== TASKS ==
[1] Answer these questions using the text on student loan forgiveness:
(a) What type of student loans are forgiveness programs primarily available for?
(b) What determines whether you will have to pay taxes on forgiven student loans?
(c) When does a closed-school discharge apply?
[2] Can you rewrite the paragraph in the student loan forgiveness text that begins "In general, you may find" more briefly, keeping its main facts?
[3] Pick up the text on student loan forgiveness after its final sentence and keep writing.

== SELECTION ==
┄┄┄┄┄┄┄┄┄┄
Private Student Loan Forgiveness
If, like millions of Americans, you’re struggling with student loan debt, you’re probably trying to find out what student loan relief options are available to you: Do you qualify for a deferment of your student loan payments? a forbearance? student loan forgiveness?
You may have heard about various different student loan forgiveness programs — programs that allow you to essentially “cancel” a portion of your outstanding student loan debt — and you’re wondering how you can qualify.
While there are, in fact, a number of student loan forgiveness opportunities out there, these programs are primarily available for federal student loans, not private loans.
As you research your student loan forgiveness options, it’s important to understand the difference between federal and private student loan forgiveness, how student loan forgiveness programs work, and the different ways in which student loans can be “forgiven.”
- What is student loan forgiveness?
- Forgiven, discharged, or cancelled student loans — what’s the difference?
- Federal vs. private student loan forgiveness
- How are student loans “forgiven”?
- Will I owe taxes on forgiven student loans?
- Can defaulted student loans be forgiven?
- Other private student loan relief options
What Is Student Loan Forgiveness?
Broadly speaking, student loan forgiveness refers to the cancellation of all or part of your student loan debt.
When a lender “forgives” a portion of your student loans, that portion of your student loans is essentially wiped away. You will no longer owe any payments, fees, or interest on student loans that have been forgiven.
It’s worth noting, however, that forgiven student loan debt could be subject to federal and state taxes. Whether you will have to pay taxes on your forgiven student loans depends on the particular student loan forgiveness program you enrolled in.
Forgiven vs. Discharged vs. Cancelled Student Loans
You may sometimes hear about someone’s student loan debt being “cancelled” or “discharged,” and you’re wondering what the difference is between cancelled or discharged student loans and forgiven student loans.
Forgiveness, discharge, and cancellation all refer to the elimination of student loan debt. But the terms are usually used slightly differently, depending on the reason that the student loan debt was dismissed.
Student Loan Forgiveness
In general, you may find that the term “student loan forgiveness” is used to describe instances in which student loans are dismissed because the borrower met certain criteria or qualifications of a specific forgiveness program — for example, holding a specific public-service job in order to qualify for the federal Public Service Loan Forgiveness program, or being a teacher at a low-income school as a way to qualify for federal Teacher Loan Forgiveness.
Student Loan Discharge
In contrast, “discharge” will typically be used to describe situations in which student loans are dismissed either because:
- a borrower becomes unable to pay back their loans — such as a death or disability discharge, when a borrower dies or becomes permanently disabled — or
- there were disqualifying events at the borrower’s school — for example, a closed-school discharge if your school closes while you’re enrolled or soon after you withdraw, or a false-certification discharge if your school falsely certified your eligibility to receive a federal student loan.
┄┄┄┄┄┄┄┄┄┄
== PROVIDED MATERIAL ==

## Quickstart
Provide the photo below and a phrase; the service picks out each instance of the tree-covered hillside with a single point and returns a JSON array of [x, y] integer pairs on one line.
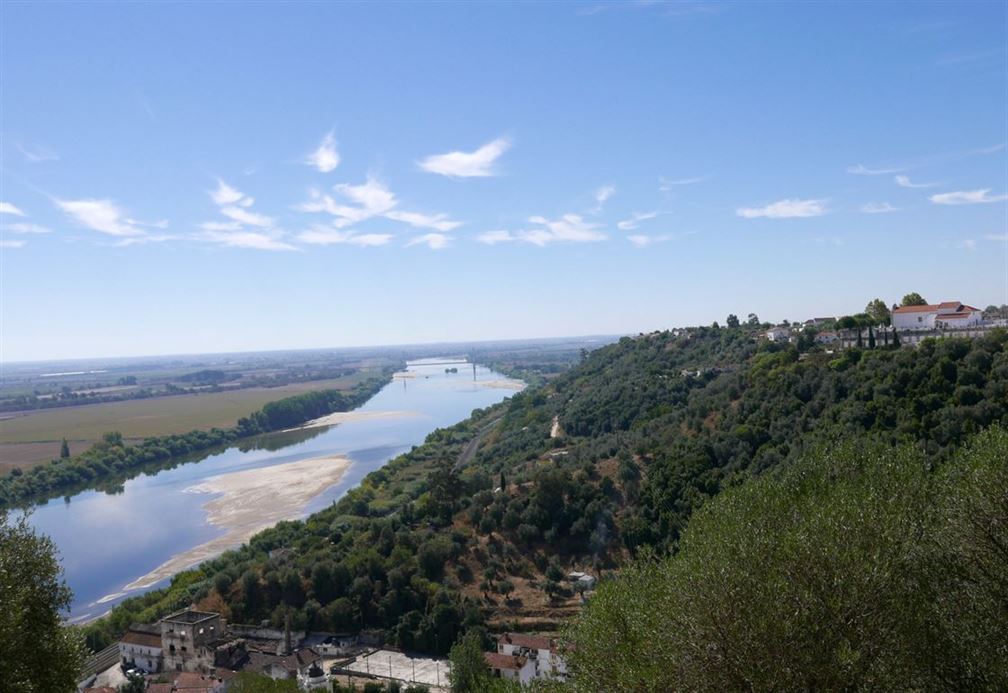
[[478, 527]]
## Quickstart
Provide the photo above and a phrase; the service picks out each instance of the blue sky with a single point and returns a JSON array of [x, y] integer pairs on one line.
[[221, 176]]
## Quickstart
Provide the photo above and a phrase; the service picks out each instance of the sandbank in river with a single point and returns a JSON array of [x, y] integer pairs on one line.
[[249, 502]]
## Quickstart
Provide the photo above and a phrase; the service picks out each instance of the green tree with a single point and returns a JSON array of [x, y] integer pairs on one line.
[[821, 576], [878, 311], [39, 653], [469, 673]]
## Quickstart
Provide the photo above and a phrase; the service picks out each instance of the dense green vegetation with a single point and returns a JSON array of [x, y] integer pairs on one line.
[[38, 653], [649, 430], [859, 567], [113, 459]]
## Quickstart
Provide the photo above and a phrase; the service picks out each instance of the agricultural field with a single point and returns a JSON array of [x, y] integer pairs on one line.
[[28, 438]]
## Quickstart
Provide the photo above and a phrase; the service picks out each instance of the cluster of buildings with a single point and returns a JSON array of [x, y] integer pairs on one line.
[[912, 323], [212, 652], [523, 658]]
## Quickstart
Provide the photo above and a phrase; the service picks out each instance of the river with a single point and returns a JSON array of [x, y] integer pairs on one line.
[[108, 541]]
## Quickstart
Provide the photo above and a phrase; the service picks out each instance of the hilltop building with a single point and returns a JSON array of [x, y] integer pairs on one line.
[[140, 648], [186, 639], [950, 314], [522, 658]]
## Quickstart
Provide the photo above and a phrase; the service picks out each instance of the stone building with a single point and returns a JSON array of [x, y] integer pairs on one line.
[[187, 638]]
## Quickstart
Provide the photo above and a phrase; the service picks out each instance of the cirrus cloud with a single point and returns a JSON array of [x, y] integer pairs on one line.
[[8, 209], [967, 197], [785, 209], [325, 158], [460, 164]]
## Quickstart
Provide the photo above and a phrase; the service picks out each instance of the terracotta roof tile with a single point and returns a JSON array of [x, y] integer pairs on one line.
[[497, 661], [522, 640], [147, 640]]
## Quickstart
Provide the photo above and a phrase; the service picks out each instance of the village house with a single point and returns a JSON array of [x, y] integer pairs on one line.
[[511, 667], [523, 658], [950, 314], [778, 333], [186, 639], [140, 648]]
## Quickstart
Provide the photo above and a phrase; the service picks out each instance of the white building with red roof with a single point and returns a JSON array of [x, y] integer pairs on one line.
[[523, 658], [938, 315]]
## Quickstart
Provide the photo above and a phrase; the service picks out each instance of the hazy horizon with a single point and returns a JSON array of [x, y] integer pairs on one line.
[[284, 176]]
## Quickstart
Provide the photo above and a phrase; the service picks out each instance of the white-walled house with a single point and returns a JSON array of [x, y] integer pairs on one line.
[[938, 315], [539, 654], [141, 647], [778, 333]]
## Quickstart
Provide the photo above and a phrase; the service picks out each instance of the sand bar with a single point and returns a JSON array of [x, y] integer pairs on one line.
[[356, 415], [251, 501], [502, 384]]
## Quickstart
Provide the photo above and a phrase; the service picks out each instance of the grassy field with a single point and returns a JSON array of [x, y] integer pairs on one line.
[[33, 437]]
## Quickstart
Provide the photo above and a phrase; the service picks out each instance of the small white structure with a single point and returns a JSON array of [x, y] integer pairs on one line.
[[948, 314], [140, 647], [313, 678], [778, 333], [582, 581], [531, 657]]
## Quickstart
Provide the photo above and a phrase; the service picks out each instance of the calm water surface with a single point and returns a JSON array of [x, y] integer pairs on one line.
[[108, 540]]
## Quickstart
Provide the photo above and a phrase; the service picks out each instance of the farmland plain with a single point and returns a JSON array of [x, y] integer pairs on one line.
[[32, 437]]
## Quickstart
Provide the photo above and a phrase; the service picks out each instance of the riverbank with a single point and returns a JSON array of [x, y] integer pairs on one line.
[[249, 502]]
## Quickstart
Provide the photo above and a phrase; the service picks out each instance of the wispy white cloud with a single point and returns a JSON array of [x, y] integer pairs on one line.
[[634, 221], [221, 226], [602, 195], [243, 216], [415, 219], [567, 229], [99, 215], [248, 239], [666, 184], [142, 240], [878, 208], [36, 153], [328, 237], [492, 238], [325, 158], [641, 241], [372, 198], [431, 241], [27, 228], [8, 209], [460, 164], [904, 181], [861, 169], [226, 194], [785, 209], [968, 197]]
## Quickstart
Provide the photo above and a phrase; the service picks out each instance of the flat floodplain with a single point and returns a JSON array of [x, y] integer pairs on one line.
[[27, 438]]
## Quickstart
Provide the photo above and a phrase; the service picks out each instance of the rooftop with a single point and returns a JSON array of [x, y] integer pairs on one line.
[[521, 640], [142, 638], [498, 661], [190, 616]]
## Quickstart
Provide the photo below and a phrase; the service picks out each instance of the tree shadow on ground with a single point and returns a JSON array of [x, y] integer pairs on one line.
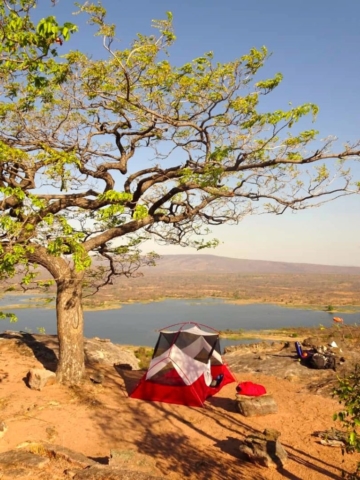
[[43, 349], [186, 438]]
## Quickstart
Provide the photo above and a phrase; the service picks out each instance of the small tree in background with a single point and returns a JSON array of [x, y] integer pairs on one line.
[[94, 151]]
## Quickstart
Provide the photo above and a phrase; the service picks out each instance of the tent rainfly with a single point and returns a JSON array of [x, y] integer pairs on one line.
[[186, 367]]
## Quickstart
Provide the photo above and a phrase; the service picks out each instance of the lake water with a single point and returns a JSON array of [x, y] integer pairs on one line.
[[137, 323]]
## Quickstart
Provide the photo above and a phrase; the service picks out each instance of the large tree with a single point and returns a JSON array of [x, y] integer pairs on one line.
[[97, 155]]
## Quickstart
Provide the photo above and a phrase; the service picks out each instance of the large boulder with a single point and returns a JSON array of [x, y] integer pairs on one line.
[[38, 378]]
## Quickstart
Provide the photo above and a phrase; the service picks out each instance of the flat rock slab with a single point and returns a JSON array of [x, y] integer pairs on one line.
[[265, 449], [108, 473], [256, 406], [21, 458], [59, 452], [131, 460]]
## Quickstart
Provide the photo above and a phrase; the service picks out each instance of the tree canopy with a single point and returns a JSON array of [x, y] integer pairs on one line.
[[99, 154]]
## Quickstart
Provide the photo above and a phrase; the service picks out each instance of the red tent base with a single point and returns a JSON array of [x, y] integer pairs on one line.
[[190, 395]]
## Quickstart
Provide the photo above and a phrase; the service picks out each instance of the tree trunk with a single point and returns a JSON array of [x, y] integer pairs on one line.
[[70, 327]]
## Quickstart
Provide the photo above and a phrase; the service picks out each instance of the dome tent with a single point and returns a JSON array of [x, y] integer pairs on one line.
[[186, 367]]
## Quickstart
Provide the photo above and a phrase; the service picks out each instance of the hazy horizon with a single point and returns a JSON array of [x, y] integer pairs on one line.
[[315, 46]]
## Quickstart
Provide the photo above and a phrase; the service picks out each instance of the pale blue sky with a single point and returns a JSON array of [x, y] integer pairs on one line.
[[316, 45]]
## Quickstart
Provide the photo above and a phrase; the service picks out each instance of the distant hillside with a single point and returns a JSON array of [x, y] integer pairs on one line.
[[214, 264]]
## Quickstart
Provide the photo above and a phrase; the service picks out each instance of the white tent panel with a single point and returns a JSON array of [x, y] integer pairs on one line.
[[195, 348], [188, 368], [194, 330]]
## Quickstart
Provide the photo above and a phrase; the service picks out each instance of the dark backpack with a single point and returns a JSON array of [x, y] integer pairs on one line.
[[320, 361]]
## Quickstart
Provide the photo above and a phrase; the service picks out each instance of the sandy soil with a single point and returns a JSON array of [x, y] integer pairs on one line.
[[178, 442]]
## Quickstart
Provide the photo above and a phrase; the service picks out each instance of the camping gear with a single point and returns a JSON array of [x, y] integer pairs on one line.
[[338, 320], [186, 367], [255, 406], [318, 358], [250, 389], [301, 353], [322, 361]]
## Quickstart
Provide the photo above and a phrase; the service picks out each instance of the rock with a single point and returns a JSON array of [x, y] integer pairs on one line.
[[59, 452], [255, 406], [98, 351], [292, 378], [97, 377], [265, 449], [21, 458], [131, 460], [271, 434], [38, 378], [107, 473], [3, 428]]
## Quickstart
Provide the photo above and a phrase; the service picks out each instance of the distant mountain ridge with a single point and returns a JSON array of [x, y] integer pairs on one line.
[[183, 264]]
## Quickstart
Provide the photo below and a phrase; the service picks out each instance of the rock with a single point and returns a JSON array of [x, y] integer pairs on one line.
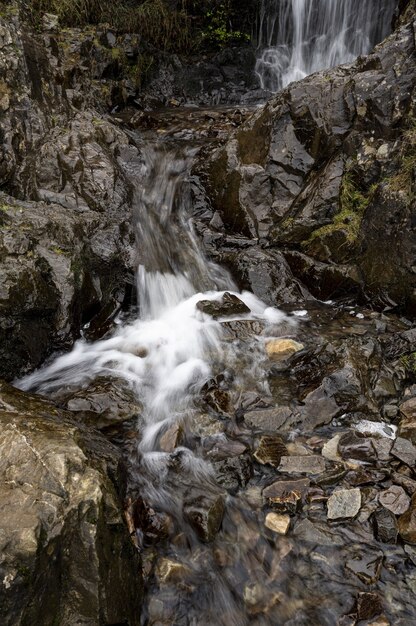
[[368, 605], [277, 523], [229, 305], [344, 504], [204, 512], [103, 403], [168, 571], [61, 520], [172, 438], [404, 450], [395, 500], [407, 523], [270, 420], [353, 446], [270, 450], [385, 526], [366, 567], [280, 349], [302, 464]]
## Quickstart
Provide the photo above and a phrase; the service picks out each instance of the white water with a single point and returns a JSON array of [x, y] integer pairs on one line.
[[299, 37]]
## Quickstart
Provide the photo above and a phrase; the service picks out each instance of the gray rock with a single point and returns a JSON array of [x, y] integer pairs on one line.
[[344, 504]]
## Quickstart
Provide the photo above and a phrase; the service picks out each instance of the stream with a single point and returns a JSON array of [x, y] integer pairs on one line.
[[229, 475]]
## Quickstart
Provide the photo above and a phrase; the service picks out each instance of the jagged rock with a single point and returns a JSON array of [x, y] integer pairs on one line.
[[344, 504], [277, 523], [395, 500], [61, 520], [229, 305]]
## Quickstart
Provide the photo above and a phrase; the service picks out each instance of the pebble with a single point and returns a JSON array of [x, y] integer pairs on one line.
[[395, 499], [344, 504], [277, 523]]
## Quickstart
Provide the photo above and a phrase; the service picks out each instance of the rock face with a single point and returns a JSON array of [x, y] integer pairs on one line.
[[324, 173], [66, 554]]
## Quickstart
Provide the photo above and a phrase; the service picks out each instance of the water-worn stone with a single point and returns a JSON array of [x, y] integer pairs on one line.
[[270, 451], [407, 523], [277, 523], [280, 349], [61, 520], [204, 513], [228, 305], [395, 500], [344, 504], [404, 450], [385, 526], [312, 464]]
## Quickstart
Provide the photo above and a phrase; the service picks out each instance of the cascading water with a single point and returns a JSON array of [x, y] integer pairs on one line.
[[299, 37]]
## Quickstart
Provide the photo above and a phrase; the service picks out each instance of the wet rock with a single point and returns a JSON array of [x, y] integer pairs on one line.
[[61, 520], [395, 500], [352, 446], [368, 605], [270, 451], [105, 402], [204, 512], [234, 472], [302, 464], [407, 523], [172, 438], [366, 567], [168, 571], [228, 305], [404, 450], [280, 349], [385, 526], [270, 420], [344, 504], [277, 523]]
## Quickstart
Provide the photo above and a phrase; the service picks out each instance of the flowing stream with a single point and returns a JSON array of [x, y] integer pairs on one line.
[[299, 37]]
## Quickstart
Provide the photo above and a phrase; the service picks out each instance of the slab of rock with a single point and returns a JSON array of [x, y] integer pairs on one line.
[[280, 349], [270, 450], [407, 523], [269, 420], [395, 499], [277, 523], [311, 464], [344, 504], [404, 450], [227, 306], [385, 526], [61, 520]]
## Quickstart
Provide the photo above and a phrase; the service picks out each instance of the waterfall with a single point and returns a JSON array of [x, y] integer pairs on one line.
[[298, 37]]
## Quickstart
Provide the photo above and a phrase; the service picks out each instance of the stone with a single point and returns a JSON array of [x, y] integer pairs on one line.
[[344, 504], [269, 420], [277, 523], [229, 305], [312, 464], [270, 450], [368, 605], [407, 523], [404, 450], [353, 446], [280, 349], [395, 500], [367, 567], [204, 512], [61, 519], [385, 526]]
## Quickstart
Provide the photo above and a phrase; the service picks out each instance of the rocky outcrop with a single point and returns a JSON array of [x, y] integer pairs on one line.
[[67, 557], [325, 173]]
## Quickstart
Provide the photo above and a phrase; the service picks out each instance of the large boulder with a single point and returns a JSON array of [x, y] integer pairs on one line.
[[66, 554], [325, 173]]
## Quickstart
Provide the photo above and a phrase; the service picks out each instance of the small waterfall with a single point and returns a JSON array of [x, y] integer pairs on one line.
[[299, 37]]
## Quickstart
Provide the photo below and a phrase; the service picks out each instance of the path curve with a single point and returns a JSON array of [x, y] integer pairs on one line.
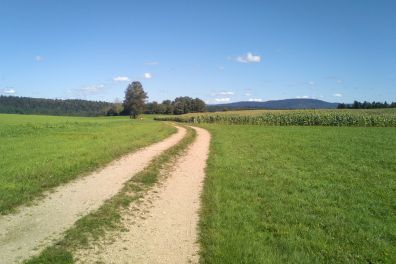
[[27, 232], [163, 229]]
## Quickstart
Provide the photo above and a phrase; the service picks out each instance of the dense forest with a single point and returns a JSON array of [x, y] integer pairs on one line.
[[74, 107], [367, 105]]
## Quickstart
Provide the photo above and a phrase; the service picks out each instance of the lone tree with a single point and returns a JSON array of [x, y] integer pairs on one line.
[[134, 100]]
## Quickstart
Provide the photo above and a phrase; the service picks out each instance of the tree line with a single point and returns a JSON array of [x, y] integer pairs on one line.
[[367, 105], [135, 103]]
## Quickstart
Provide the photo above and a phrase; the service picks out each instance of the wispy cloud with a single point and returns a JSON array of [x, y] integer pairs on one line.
[[39, 58], [121, 79], [249, 58], [225, 99], [151, 63], [225, 93], [7, 91]]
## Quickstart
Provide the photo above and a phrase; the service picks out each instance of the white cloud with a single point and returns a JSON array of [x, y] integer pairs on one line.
[[7, 91], [87, 90], [226, 99], [121, 79], [151, 63], [91, 89], [39, 58], [249, 58]]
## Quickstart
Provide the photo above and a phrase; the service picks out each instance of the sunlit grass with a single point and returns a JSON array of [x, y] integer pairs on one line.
[[299, 195], [41, 152]]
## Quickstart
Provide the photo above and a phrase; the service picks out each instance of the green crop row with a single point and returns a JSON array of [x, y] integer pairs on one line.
[[293, 118]]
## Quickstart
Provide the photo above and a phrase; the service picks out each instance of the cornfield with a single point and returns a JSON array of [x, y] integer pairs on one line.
[[364, 118]]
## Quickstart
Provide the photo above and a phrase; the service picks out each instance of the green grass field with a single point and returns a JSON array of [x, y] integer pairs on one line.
[[41, 152], [299, 195]]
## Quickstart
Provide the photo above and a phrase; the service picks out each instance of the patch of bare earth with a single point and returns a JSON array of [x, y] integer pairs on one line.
[[33, 228], [162, 228]]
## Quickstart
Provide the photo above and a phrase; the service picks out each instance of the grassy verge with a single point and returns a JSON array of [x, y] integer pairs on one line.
[[41, 152], [299, 195], [108, 216]]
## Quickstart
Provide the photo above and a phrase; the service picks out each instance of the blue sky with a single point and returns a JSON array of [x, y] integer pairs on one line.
[[220, 51]]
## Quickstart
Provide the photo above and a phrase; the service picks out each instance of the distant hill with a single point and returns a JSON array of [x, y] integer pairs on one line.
[[72, 107], [276, 104]]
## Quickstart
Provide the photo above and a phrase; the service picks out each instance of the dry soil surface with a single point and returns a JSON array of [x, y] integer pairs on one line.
[[163, 227], [32, 228]]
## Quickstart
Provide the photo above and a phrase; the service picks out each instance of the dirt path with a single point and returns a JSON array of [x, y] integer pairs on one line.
[[163, 228], [31, 229]]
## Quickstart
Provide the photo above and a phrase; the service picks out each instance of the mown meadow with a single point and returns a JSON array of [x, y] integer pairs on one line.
[[38, 153], [299, 192]]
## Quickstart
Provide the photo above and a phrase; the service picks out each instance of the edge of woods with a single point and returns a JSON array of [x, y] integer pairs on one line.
[[109, 216]]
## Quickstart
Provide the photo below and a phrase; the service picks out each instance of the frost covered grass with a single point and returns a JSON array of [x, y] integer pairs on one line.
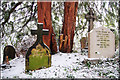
[[66, 65]]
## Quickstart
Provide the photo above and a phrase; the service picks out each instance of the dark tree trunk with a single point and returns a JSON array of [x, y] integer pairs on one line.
[[68, 29], [44, 16]]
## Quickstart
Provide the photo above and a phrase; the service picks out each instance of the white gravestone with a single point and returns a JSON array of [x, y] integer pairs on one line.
[[101, 43]]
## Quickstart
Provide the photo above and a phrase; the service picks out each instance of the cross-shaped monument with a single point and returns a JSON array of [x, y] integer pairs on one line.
[[38, 55], [90, 17]]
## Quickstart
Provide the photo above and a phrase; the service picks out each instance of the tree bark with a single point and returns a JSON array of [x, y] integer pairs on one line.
[[44, 16], [68, 29]]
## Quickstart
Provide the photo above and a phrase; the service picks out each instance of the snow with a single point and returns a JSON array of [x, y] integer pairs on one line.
[[65, 65]]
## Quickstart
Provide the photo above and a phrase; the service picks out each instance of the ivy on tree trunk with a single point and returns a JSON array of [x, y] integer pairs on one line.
[[44, 16], [69, 23]]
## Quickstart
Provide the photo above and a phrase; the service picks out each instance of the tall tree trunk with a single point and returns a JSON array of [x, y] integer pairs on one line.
[[44, 16], [68, 29]]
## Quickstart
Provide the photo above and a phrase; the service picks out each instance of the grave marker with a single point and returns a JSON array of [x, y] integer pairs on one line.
[[38, 55], [101, 43], [9, 53]]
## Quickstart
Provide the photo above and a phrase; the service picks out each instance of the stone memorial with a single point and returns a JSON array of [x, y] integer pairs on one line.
[[38, 56], [9, 53], [83, 42], [101, 43]]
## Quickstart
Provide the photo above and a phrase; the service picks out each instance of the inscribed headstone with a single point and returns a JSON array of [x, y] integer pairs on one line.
[[101, 43]]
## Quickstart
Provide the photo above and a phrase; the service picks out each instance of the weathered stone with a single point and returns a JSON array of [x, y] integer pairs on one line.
[[101, 43]]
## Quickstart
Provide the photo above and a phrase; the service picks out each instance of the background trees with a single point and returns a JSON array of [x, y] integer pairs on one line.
[[17, 18]]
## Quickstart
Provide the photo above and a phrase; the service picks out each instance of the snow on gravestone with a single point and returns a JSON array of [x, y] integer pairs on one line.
[[101, 43]]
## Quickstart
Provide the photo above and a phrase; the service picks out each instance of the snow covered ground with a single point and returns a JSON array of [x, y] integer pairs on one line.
[[66, 65]]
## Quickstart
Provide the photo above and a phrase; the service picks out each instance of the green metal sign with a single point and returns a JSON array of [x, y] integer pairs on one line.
[[38, 55]]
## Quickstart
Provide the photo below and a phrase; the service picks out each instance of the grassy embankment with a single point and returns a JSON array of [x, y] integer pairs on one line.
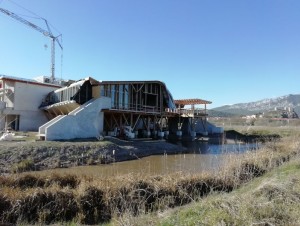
[[273, 199], [33, 199]]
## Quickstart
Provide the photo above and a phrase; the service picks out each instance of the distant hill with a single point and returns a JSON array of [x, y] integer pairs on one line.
[[265, 105]]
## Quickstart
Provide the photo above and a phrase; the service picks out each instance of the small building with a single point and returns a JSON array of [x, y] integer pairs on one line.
[[19, 103]]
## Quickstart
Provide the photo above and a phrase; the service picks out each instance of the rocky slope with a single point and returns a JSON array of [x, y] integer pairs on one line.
[[283, 102]]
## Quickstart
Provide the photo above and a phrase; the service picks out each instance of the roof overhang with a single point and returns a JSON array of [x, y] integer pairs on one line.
[[191, 101], [64, 107]]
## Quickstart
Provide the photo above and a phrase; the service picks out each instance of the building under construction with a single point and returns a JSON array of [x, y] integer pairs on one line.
[[127, 109]]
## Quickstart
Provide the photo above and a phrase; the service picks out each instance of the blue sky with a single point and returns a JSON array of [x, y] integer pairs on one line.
[[227, 52]]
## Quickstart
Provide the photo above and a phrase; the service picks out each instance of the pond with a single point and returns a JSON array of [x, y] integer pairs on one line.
[[201, 156]]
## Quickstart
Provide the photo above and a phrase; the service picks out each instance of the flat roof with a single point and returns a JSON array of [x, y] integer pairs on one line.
[[25, 80], [191, 101]]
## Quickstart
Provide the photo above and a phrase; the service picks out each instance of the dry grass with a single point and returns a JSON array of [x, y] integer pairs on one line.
[[51, 199]]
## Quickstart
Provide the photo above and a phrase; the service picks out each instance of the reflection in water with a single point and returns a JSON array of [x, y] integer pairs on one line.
[[207, 148], [201, 156]]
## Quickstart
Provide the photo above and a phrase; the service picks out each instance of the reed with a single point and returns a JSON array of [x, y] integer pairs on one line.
[[85, 200]]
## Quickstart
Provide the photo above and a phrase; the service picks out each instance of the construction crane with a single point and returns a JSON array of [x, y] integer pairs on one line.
[[44, 32]]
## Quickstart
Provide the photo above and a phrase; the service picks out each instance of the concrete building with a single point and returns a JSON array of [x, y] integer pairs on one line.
[[89, 108], [20, 100]]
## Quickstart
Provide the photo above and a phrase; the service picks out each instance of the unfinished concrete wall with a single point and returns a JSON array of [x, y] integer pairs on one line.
[[23, 100], [27, 99], [84, 122]]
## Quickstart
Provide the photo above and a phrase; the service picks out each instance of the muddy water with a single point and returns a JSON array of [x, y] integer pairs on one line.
[[200, 157]]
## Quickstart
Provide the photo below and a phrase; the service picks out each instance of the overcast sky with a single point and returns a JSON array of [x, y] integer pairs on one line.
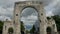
[[52, 7]]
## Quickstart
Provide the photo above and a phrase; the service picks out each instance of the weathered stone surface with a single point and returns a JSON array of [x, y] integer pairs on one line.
[[19, 6]]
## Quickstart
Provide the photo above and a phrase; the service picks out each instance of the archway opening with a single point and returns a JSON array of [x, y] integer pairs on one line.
[[10, 30], [29, 20], [49, 30]]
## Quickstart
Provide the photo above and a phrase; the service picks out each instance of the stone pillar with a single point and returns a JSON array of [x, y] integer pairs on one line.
[[16, 18]]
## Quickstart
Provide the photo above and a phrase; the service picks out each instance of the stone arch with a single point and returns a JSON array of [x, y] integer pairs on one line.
[[30, 7], [49, 30], [10, 30]]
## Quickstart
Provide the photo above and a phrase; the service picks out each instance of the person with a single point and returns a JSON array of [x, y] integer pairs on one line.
[[22, 32]]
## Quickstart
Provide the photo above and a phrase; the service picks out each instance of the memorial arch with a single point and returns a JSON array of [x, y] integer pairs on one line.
[[19, 6], [37, 5]]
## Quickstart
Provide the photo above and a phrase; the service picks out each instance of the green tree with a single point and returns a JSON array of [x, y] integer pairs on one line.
[[22, 26], [57, 20], [10, 30], [33, 29]]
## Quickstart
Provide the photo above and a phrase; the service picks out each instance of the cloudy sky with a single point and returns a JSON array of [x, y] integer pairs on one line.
[[52, 7]]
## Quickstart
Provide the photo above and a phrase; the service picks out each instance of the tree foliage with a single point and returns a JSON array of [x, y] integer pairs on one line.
[[33, 29], [10, 30], [57, 20]]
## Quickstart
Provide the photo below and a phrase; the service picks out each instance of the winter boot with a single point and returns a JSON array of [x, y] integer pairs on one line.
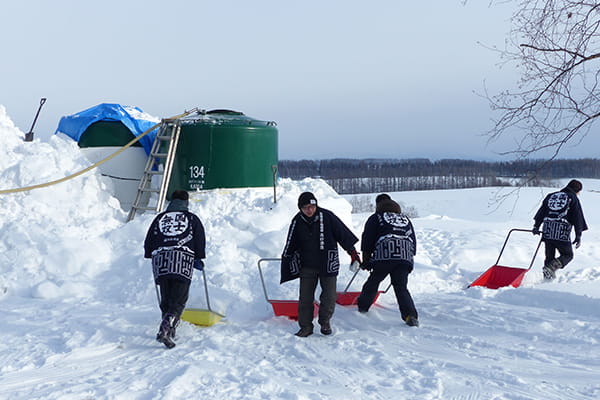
┄┄┄┄┄┄┄┄┄┄
== SOLVED PROBLEMS ==
[1]
(a) Federal student loans, not private loans.
(b) The particular student loan forgiveness program you enrolled in.
(c) When your school closes while you're enrolled or soon after you withdraw.

[2] "Student loan forgiveness" generally refers to loans dismissed because the borrower met the criteria of a specific forgiveness program. Examples include holding a specific public-service job to qualify for federal Public Service Loan Forgiveness, or teaching at a low-income school to qualify for federal Teacher Loan Forgiveness.

[3]
Student Loan Cancellation
“Cancellation” is a more general term that is often used interchangeably with both “forgiveness” and “discharge.” Forgiven student loans and discharged student loans may both be referred to as having been “cancelled.”
Outside of student loan forgiveness and discharge programs, cancellation may also be used to refer to student loan debts that are dismissed in a settlement.
In a student loan debt settlement, an agreement is negotiated with your lender for your lender to “settle” your student loans (i.e., consider them as repaid) for less than the amount you owe. The portion of your student loan balance that your lender decides not to collect in the settlement is usually regarded as cancelled student loan debt.
Although you’ll no longer owe payments on your settled student loan, you could still be required to pay taxes on the cancelled debt, since the IRS generally views cancelled debt as income.
Federal vs. Private Student Loan Forgiveness
Whereas all borrowers of federal student loans have federally sponsored forgiveness programs potentially available to them (provided they can meet the forgiveness-program qualifications), private student loan forgiveness is incredibly rare.
Unlike federal student loans, which are issued by the federal government via the U.S. Department of Education, private student loans don’t have a centralized single lender, they’re not backed by taxpayer subsidies that can help fund repayment-assistance programs, and the federal government doesn’t own or control private student loans.
As a result, private student loan forgiveness doesn’t exist as a standardized, taxpayer-subsidized national program, available to all who qualify, in the way that federal student loan forgiveness does.
Getting Forgiveness for Private Student Loans
If you have private student loans, your repayment-assistance options — including possible student loan forbearance, deferment, and forgiveness programs — will vary from lender to lender.
But in general, student loan forgiveness is not a recourse offered by most lenders of private student loans.
Whether private student loan forgiveness is available to you will depend on whether your lender even offers it as a possible debt-relief option.
How Are Student Loans “Forgiven”?
Student loans can be forgiven or cancelled/discharged only under very specific circumstances. Keep in mind that student loan forgiveness is generally not available for private student loans.
- Federal student loan forgiveness programs
- Federal student loan discharges
- Private student loan discharges
- Private student loan settlement
If you’re looking for private student loan forgiveness, although a federal forgiveness program isn’t available to you, you may be able to get a portion of your private student loans cancelled through a successful private student loan settlement.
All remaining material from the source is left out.